## WORK TO BE COMPLETED
Extract each line of the data and write it out again exactly.

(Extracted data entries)
========================

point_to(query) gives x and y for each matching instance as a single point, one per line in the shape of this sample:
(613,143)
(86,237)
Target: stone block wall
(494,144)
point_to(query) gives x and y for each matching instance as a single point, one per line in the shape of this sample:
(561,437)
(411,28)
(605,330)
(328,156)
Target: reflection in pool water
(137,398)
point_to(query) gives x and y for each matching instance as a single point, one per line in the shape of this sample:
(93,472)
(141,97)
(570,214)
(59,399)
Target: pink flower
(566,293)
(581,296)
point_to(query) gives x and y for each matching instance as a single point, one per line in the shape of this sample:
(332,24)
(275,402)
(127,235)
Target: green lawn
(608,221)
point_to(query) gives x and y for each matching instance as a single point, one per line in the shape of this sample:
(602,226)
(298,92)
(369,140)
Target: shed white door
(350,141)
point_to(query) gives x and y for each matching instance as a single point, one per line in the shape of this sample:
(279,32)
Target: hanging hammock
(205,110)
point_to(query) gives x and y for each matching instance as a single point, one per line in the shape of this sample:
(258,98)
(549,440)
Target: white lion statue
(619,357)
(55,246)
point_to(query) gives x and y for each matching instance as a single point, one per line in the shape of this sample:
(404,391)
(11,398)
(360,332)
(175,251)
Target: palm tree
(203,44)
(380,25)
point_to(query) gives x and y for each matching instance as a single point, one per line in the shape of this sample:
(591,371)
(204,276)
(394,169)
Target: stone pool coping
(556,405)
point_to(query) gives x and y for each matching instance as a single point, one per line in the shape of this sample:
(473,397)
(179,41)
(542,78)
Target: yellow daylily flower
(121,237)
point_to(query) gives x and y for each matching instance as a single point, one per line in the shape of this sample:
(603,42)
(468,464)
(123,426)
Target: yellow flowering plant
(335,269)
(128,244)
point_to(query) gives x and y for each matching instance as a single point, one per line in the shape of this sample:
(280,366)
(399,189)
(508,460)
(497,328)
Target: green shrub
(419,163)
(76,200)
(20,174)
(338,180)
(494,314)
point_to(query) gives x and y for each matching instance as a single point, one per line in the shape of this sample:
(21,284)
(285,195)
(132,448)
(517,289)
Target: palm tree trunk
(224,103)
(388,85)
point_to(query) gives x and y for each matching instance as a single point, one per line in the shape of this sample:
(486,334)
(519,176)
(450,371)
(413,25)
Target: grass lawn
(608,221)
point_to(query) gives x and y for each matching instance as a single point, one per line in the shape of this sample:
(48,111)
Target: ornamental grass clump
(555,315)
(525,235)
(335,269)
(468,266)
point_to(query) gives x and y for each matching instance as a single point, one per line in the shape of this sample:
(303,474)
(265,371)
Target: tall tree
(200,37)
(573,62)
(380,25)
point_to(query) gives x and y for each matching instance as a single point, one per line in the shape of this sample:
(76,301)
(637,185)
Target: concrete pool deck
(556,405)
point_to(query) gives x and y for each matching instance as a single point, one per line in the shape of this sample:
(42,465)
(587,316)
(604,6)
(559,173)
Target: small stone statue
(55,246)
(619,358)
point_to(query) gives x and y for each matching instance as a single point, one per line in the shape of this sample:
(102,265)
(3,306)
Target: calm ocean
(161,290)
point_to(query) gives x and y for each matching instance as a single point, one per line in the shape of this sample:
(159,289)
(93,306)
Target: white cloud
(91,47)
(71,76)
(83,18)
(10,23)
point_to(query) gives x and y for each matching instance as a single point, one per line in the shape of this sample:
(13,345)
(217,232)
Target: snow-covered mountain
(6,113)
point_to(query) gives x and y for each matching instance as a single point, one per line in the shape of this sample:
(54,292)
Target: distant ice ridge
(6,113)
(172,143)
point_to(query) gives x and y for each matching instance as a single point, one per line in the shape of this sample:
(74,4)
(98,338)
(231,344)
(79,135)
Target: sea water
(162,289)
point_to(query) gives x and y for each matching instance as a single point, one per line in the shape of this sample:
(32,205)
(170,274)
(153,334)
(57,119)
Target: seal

========================

## RESULT OF THIS TASK
point_to(query) gives x and y for each matching instance as a single point, one per line in the shape of this sample:
(613,143)
(86,237)
Target: stone block wall
(494,144)
point_to(query) gives x and y for each matching instance as a single point, one per line in the shape of this sample:
(561,437)
(411,28)
(605,330)
(328,156)
Target: reflection in pool water
(137,398)
point_to(query) gives x and y for each matching instance as a single point, one per line in the shape of this sample:
(93,472)
(141,97)
(570,214)
(59,399)
Target: pink flower
(566,293)
(581,296)
point_to(query) gives x and y for each matching instance as a single point, one per line in the shape of this sample:
(332,24)
(275,402)
(127,235)
Target: green lawn
(608,221)
point_to(query) gives x and y for each matching instance as a single point, one per line in the shape of this sample:
(602,226)
(298,92)
(369,140)
Target: shed white door
(350,141)
point_to(query) gives x and y for each matching instance as a single point, one per line in the shape of this sample:
(279,32)
Target: hanging hammock
(205,110)
point_to(query) gives x and y for each matching instance as a single point, one per line in the shape of this sample:
(258,98)
(549,440)
Target: white lion statue
(619,357)
(55,246)
point_to(query) gives x and y for each matching instance as a single point, one per line in the shape of this sample:
(404,391)
(11,398)
(360,332)
(175,251)
Target: palm tree
(203,44)
(380,25)
point_to(query) gives x and y for each matching instance as a single point, one per line in the shape of this sample:
(591,371)
(204,276)
(394,169)
Target: stone pool coping
(556,405)
point_to(query) gives x and y for each matching instance as a single point, one per line in the shape of this sample:
(473,397)
(179,41)
(542,78)
Target: yellow daylily flower
(121,237)
point_to(query) gives x and y for each matching instance as a single point, one per line in the shape of this sample:
(603,42)
(468,464)
(123,426)
Target: yellow flowering plant
(335,269)
(128,244)
point_to(query) gives x and y for each matching instance as a single point, one per line in the shape of this sample:
(280,366)
(399,189)
(508,460)
(497,328)
Target: green shrub
(419,163)
(76,200)
(20,174)
(338,180)
(494,314)
point_to(query) gives x and y for each matching instance as a single point, one per line in the shape of this sample:
(21,284)
(285,195)
(132,448)
(517,289)
Target: palm tree trunk
(224,103)
(388,85)
point_to(query) gives x and y for each matching instance as a single point, one per line in the shape of this sample:
(486,334)
(519,176)
(450,371)
(413,25)
Target: grass lawn
(608,221)
point_to(query) gives x and y for each matching instance as a single point, one per line in the shape of this sample:
(48,111)
Target: ornamental grass clump
(555,315)
(525,235)
(335,269)
(468,266)
point_to(query) gives x and y for each matching instance as a single point, one per line in the shape of this sample:
(303,474)
(265,371)
Target: tall tree
(200,37)
(573,62)
(380,25)
point_to(query) gives x and y for each matching instance as a single point, one per line in the shape of this sample:
(76,301)
(637,185)
Target: concrete pool deck
(556,405)
point_to(query) gives x and y for each matching instance as a single point, one per line in the shape of this sample:
(42,465)
(587,316)
(604,6)
(559,173)
Target: small stone statue
(55,246)
(619,358)
point_to(query) gives x and y for each matching instance as a single point, one per line in the shape of this sample:
(102,265)
(3,306)
Target: calm ocean
(161,290)
point_to(query) gives x and y for each matching instance as a single point, one per line in the shape of this sample:
(159,289)
(93,306)
Target: white cloud
(91,47)
(71,76)
(83,18)
(10,23)
point_to(query) gives x and y for each matching instance as a single point, one per line in the shape of this sample:
(13,345)
(217,232)
Target: snow-covered mountain
(6,113)
point_to(query) gives x and y for each matching instance as a single point, one per line in the shape of this sample:
(54,292)
Target: distant ice ridge
(6,113)
(172,143)
point_to(query) gives x and y for each matching instance as a single point, one per line in the shape of this sample:
(74,4)
(98,338)
(231,344)
(79,135)
Target: sea water
(162,289)
point_to(query) gives x and y for each matching instance as a single point, one per line in the shape of this sample:
(32,205)
(170,274)
(153,334)
(57,119)
Target: seal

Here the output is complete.